> [Short problem] Copy the listing below with every "even-odd rule" changed to "nonzero winding rule", leaving all other text unaltered.

-- Start Data supplied --

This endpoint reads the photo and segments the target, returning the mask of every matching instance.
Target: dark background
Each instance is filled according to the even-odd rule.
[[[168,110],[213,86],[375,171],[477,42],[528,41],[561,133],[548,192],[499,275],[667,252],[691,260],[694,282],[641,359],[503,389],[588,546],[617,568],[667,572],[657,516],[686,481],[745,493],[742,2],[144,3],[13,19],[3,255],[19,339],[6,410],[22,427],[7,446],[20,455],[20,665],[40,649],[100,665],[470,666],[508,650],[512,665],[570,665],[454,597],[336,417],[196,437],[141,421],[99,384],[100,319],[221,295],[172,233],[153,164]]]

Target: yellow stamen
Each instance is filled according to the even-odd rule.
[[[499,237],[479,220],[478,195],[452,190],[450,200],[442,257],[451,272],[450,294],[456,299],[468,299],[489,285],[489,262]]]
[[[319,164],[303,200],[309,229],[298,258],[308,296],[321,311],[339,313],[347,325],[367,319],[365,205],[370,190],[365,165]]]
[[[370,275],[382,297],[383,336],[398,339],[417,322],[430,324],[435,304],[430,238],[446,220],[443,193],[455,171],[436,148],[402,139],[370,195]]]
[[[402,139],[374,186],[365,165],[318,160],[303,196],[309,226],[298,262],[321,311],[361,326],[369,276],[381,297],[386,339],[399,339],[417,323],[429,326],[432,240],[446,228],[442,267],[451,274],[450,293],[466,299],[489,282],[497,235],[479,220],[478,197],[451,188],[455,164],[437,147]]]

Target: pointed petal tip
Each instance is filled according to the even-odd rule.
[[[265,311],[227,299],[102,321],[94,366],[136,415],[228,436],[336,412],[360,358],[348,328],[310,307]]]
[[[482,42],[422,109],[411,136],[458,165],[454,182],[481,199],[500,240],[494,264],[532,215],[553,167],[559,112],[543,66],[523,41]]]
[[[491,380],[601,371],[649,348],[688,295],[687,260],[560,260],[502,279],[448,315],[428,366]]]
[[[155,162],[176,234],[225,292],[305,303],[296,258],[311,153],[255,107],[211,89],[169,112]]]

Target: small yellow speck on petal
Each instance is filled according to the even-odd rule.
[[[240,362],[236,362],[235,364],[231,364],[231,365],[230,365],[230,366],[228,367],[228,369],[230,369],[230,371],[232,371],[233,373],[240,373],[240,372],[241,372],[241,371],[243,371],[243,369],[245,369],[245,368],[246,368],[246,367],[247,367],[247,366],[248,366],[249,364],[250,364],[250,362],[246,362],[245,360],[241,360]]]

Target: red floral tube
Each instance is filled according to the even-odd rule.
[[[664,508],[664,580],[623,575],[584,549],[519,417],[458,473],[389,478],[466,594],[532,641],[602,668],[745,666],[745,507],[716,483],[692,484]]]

-- End Data supplied --

> [Reply]
This endpoint reads the photo and segments the target, returning the mask of every matching instance.
Target: dark background
Each instance is filled according to the nonzero winding rule.
[[[168,110],[213,86],[375,171],[477,42],[528,41],[561,133],[548,192],[499,275],[667,252],[691,260],[694,282],[641,359],[503,389],[588,546],[617,568],[667,572],[657,516],[686,481],[745,493],[742,2],[144,3],[13,19],[3,255],[19,339],[6,410],[22,427],[7,446],[20,455],[20,665],[40,649],[100,665],[470,666],[508,650],[512,665],[570,665],[454,597],[336,417],[196,437],[141,421],[99,384],[100,319],[221,295],[172,233],[153,164]]]

Target: yellow stamen
Each instance is filled according to the nonzero winding rule.
[[[499,237],[479,220],[478,195],[452,190],[450,200],[442,257],[451,272],[450,294],[456,299],[468,299],[489,285],[489,262]]]
[[[319,164],[303,200],[309,229],[298,258],[308,296],[321,311],[339,313],[347,325],[367,319],[365,205],[370,190],[365,165]]]
[[[370,275],[382,297],[383,336],[398,339],[417,322],[430,324],[435,304],[430,238],[446,220],[443,193],[455,171],[436,148],[402,139],[370,195]]]
[[[402,139],[374,186],[365,165],[318,160],[303,196],[309,226],[298,262],[321,311],[361,326],[369,276],[381,297],[386,339],[399,339],[417,323],[429,326],[432,240],[446,228],[442,267],[451,274],[450,293],[466,299],[489,282],[497,235],[479,220],[478,197],[451,188],[455,164],[437,147]]]

Target: pointed petal tip
Each instance is filled according to the nonzero winding rule.
[[[265,311],[227,299],[102,321],[94,366],[136,415],[228,436],[336,412],[360,358],[348,328],[310,307]]]
[[[482,42],[422,109],[411,136],[458,165],[454,182],[481,199],[500,240],[494,264],[532,215],[553,167],[559,112],[543,66],[523,41]]]
[[[491,380],[601,371],[649,348],[688,295],[687,260],[560,260],[502,279],[448,315],[428,366]]]
[[[155,162],[176,234],[225,292],[305,303],[296,258],[311,153],[255,107],[211,89],[169,112]]]

Target: small yellow speck on petal
Each instance is filled according to the nonzero winding rule.
[[[240,362],[236,362],[235,364],[231,364],[231,365],[230,365],[230,366],[228,367],[228,369],[230,369],[230,371],[232,371],[233,373],[240,373],[240,372],[241,372],[241,371],[243,371],[243,369],[245,369],[245,368],[246,368],[246,367],[247,367],[247,366],[248,366],[249,364],[250,364],[250,362],[246,362],[245,360],[241,360]]]

Target: red floral tube
Each instance is filled according to the nonzero winding rule.
[[[664,508],[664,580],[623,575],[584,549],[519,417],[458,473],[389,478],[466,594],[532,641],[602,668],[745,666],[745,507],[716,483],[692,484]]]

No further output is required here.